• _Gösterilen Metin_
LÜTFÜ ELVANʹIN MAKALESİ

LÜTFÜ ELVANʹIN MAKALESİ
EVET, DEMEMEK İÇİN MAZERETİMİZ YOK
Yakın zamanda referanduma sunulacak Anayasa değişiklik paketi ile ilgili olarak her kesimden bir ses yükselmekte ve ülkemizin geleceği ile ilgili bu çok önemli konuda kafa karışıklığı oluşturulmaya çalışılmaktadır. Yakın tarihimizin bize miras bıraktığı siyasi ve ekonomik sorunların kaynağında, 1980 askeri darbesinin ve onun ürünü olan yürürlükteki Anayasanın olduğu muhakkaktır. Bugüne kadar her görüş ve düşünceden birçok insanın dile getirdiği bu gerçeklik karşısında milletin temsilcisi olan siyasi iradenin, halkın tercihleri doğrultusunda düzenlemeler yapmasından daha doğal bir şey olamaz. Ne zaman ki insan hak ve özgürlüklerini temel alan, demokratikleşmeyi ve hukukun üstünlüğünü ihdas etmeye çalışan bir çabanın içine girilse, ülkemizin zenginliği olarak gördüğümüz çeşitli konular büyük ve çok önemli sorunlar gibi gösterilmeye ve suni gündemler yaratılarak gerçek gündemimiz saptırılmaya çalışılmaktadır. Son zamanlarda yaşanan terör olayları bunun en somut göstergesidir. Terör örgütünün demokratik gelişme ve iyileşmelerden niçin rahatsız olduğu gerçekten manidardır.  Fakat asıl anlaşılmaz olan, birtakım siyasi ve toplumsal örgüt temsilcilerinin niçin rahatsız olduklarıdır. Her platformda demokratikleşmeden, sivilleşmeden, insan hak ve özgürlüklerinden bahseden bu kimseler konu milletimizin önüne geldiğinde farklı davranmak suretiyle halkımızın gözünde, özü sözü bir olmayan bir konuma düşmektedirler.

(Görsel işaretleme kayıtları)
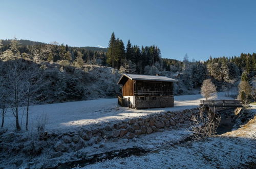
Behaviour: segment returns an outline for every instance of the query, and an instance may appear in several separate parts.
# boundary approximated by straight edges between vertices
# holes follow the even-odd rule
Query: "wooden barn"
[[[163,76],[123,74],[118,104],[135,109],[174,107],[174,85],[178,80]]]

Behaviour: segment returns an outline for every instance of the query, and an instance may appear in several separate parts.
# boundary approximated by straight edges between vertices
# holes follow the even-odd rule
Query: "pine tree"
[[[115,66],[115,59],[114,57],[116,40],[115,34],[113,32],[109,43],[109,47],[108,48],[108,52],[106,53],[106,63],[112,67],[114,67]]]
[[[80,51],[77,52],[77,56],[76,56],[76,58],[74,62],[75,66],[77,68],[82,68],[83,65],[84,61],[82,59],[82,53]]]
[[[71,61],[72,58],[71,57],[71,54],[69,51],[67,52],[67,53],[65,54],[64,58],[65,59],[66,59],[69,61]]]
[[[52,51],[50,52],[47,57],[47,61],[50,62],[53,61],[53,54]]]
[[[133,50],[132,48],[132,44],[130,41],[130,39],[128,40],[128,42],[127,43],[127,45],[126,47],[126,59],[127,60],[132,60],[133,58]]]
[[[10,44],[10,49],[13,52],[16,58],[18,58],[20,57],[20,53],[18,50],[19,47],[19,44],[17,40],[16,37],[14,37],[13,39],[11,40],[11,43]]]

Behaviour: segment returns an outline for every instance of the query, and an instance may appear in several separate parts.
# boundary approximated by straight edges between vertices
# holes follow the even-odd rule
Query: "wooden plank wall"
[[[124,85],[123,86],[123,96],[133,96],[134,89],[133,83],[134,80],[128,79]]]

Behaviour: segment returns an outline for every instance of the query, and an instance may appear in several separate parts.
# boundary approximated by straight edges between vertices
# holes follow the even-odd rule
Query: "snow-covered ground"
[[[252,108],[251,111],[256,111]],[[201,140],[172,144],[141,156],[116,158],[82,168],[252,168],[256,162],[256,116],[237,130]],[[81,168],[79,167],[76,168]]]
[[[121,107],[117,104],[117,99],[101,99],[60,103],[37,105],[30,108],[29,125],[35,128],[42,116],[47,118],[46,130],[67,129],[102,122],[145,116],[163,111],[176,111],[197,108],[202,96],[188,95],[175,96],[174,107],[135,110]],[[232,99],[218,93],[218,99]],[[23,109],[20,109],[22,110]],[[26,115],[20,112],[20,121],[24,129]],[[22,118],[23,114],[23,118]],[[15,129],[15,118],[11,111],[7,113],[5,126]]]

• _Yönergeler ve Koşullar_
Anayasa değişikliği üzerine yazıya göre yakın tarihin miras bıraktığı siyasi ve ekonomik sorunların kaynağında ne vardır?

• _Tamamlanan Görev_
1980 askeri darbesi ve onun ürünü olan yürürlükteki Anayasa.